Data excerpts
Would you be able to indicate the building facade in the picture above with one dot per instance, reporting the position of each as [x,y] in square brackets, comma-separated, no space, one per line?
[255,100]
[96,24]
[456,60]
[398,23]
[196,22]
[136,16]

Directive
Express the items above as a two-column CSV with the header row item_text,answer and one row per item. Put each item's text and its answer in a single quoted field, with line breaks replaced by spaces.

Written answer
item_text,answer
"Would you be able to indicate the building facade in the picture above with one dot per instance, reporting the position of each as [x,y] in square brackets, comma-separated, no space, one per line?","[255,100] [96,24] [456,60] [398,23] [196,22] [136,16]"